Implications of Clonal Structure for Effective Population Size and Genetic Drift in a Rare Terrestrial Orchid, Cremastra appendiculata

Effective population size ( Ne ) influences the degree to which random genetic drift changes allele frequencies, increases inbreeding, and decreases genetic diversity, and thus is a parameter of direct relevance to the conservation of rare species. Few empirical data are available, however, concerning the effects of clonal structure on Ne in plant species reproducing both sexually and asexually. Using genetic markers and spatial autocorrelation analysis, we quantified the statistical significance and spatial scale of clonal spread of six populations of the rare terrestrial orchid Cremastra appendiculata (D. Don) Makino in a large (180 ha), undisturbed landscape on Oenaro Island, located off of the southeastern coast of South Korea. We used this information to calculate three demographic estimators of Ne: the number of ramets within a population, the number of genets, and an estimator that incorporates information on both the number of genets and variation in the number of ramets per genet. Taking clonal structure into account results in up to a fivefold decrease in estimates of Ne relative to the ecologically apparent number of individuals within populations. Levels of standing genetic variation are in fact greater than expected given our estimates of Ne, leading us to consider historical factors resulting in Ne being greater in the past than in present-day populations. Like C. appendiculata, many terrestrial orchids occur in relatively small, spatially isolated populations and are of special concern for conservation. Our results indicate that efforts aimed at the long-term preservation of these species should be based on a sound understanding of the potential for clonal structure and its implications for the sensitivity of populations to losses of genetic diversity and fitness via random genetic drift.

Extracted information:
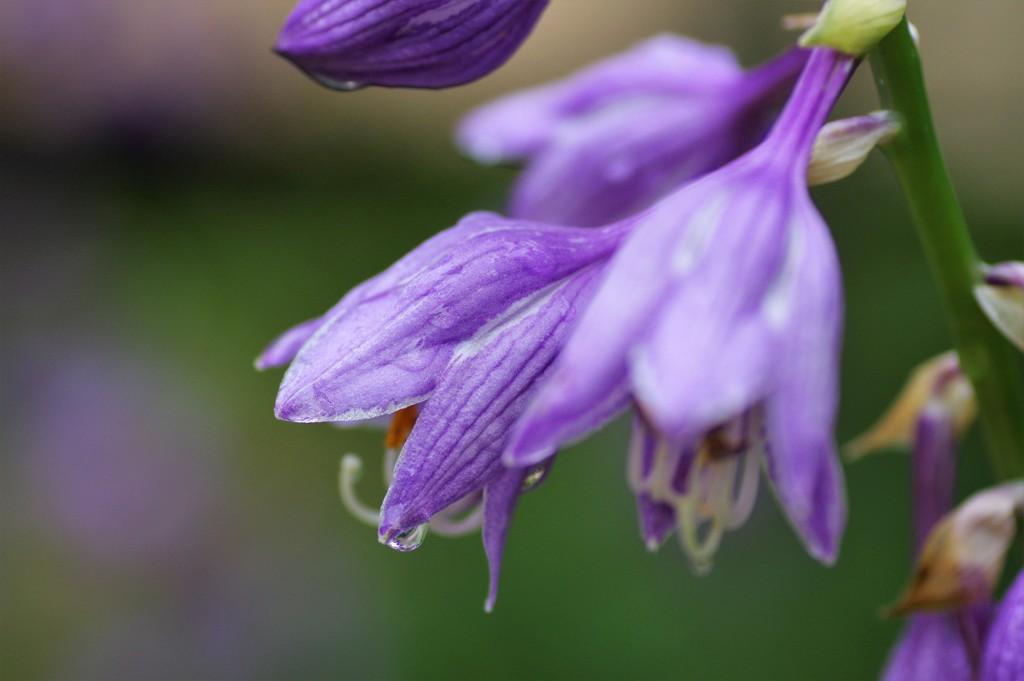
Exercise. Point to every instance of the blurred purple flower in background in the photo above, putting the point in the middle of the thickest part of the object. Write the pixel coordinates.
(1004, 654)
(723, 307)
(932, 646)
(127, 480)
(611, 139)
(347, 44)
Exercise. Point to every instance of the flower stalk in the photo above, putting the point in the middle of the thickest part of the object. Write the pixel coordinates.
(987, 358)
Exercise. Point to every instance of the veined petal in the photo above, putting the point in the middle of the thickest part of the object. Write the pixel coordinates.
(589, 384)
(346, 44)
(621, 160)
(801, 411)
(520, 125)
(710, 354)
(286, 346)
(500, 500)
(930, 649)
(457, 443)
(388, 351)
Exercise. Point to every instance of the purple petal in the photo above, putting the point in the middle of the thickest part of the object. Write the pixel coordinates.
(1010, 274)
(710, 353)
(387, 352)
(500, 500)
(929, 649)
(934, 465)
(621, 160)
(346, 44)
(657, 520)
(589, 384)
(1004, 656)
(457, 443)
(283, 350)
(522, 124)
(801, 412)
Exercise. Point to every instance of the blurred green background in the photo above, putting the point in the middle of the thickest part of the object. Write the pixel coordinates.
(173, 196)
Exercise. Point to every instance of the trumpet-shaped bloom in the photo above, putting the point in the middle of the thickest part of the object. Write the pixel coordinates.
(466, 327)
(722, 306)
(347, 44)
(611, 139)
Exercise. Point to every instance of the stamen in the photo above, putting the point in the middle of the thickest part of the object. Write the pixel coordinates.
(390, 459)
(401, 426)
(351, 470)
(742, 506)
(699, 550)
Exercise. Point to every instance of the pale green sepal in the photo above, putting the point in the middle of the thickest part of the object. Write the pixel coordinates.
(843, 145)
(854, 27)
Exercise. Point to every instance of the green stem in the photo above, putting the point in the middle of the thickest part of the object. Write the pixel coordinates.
(987, 358)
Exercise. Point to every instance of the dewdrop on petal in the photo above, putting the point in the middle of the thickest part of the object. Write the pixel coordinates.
(854, 27)
(843, 145)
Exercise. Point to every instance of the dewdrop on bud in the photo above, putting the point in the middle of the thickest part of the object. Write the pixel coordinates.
(1001, 297)
(853, 27)
(843, 145)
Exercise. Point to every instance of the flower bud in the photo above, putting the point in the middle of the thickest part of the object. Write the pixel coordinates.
(347, 44)
(854, 27)
(935, 385)
(1001, 297)
(843, 145)
(963, 557)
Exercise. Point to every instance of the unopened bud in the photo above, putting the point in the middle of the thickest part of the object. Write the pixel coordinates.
(843, 145)
(854, 27)
(937, 384)
(963, 557)
(1001, 297)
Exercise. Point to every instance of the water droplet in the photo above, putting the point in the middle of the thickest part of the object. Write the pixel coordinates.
(345, 86)
(536, 476)
(410, 540)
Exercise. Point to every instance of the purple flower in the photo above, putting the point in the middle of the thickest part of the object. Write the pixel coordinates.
(720, 315)
(465, 327)
(347, 44)
(932, 646)
(611, 139)
(1004, 657)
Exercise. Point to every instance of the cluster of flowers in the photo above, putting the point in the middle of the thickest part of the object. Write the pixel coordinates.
(662, 256)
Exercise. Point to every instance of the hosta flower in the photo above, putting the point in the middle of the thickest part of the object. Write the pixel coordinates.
(1001, 297)
(611, 139)
(346, 44)
(928, 417)
(720, 316)
(1004, 655)
(463, 331)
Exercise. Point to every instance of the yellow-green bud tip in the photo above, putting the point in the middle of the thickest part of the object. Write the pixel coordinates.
(853, 27)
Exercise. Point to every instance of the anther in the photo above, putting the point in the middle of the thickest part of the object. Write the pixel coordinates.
(351, 470)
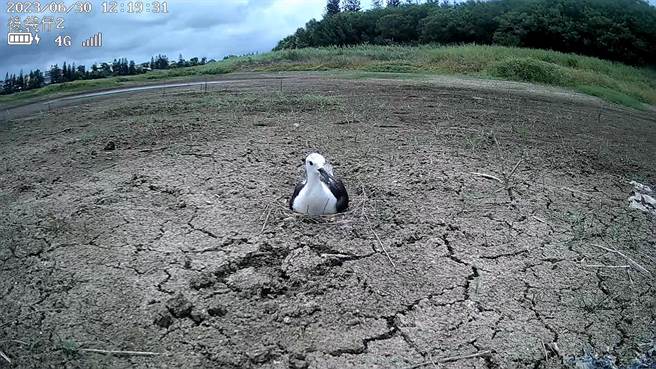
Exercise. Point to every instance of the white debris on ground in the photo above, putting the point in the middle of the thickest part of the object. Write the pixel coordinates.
(642, 199)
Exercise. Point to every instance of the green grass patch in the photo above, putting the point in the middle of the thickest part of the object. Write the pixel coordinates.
(611, 81)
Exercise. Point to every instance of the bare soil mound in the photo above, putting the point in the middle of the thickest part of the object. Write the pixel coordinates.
(488, 229)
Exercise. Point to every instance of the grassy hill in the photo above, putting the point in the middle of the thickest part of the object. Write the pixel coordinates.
(611, 81)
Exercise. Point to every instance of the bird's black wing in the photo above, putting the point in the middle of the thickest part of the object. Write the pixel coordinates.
(338, 190)
(297, 190)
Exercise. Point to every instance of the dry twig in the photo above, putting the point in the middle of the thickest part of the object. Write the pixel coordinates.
(122, 353)
(2, 355)
(266, 219)
(638, 266)
(488, 176)
(453, 358)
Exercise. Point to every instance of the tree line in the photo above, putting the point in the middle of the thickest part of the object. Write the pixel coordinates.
(70, 72)
(620, 30)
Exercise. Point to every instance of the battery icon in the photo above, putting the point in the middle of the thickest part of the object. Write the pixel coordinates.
(16, 38)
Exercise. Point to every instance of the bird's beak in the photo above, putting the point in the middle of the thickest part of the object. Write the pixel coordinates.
(325, 174)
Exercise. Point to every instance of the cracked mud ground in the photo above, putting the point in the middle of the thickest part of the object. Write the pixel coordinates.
(179, 241)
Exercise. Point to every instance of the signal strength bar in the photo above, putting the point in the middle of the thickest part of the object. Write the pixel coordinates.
(93, 41)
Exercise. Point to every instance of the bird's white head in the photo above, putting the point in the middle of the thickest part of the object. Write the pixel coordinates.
(313, 163)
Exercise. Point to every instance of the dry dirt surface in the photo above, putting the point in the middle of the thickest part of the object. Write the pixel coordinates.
(488, 228)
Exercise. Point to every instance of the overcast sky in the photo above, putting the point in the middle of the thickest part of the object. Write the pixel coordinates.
(199, 28)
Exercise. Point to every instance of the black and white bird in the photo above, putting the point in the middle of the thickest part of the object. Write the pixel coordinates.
(320, 192)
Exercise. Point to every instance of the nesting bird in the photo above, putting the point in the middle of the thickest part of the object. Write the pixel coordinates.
(320, 192)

Work to complete:
According to the abstract on Cremastra appendiculata, how much do estimates of Ne drop when clonal structure is taken into account, compared with the ecologically apparent number of individuals? The records have nothing to do with the abstract on the orchid Cremastra appendiculata.

Result of the exercise:
Up to fivefold.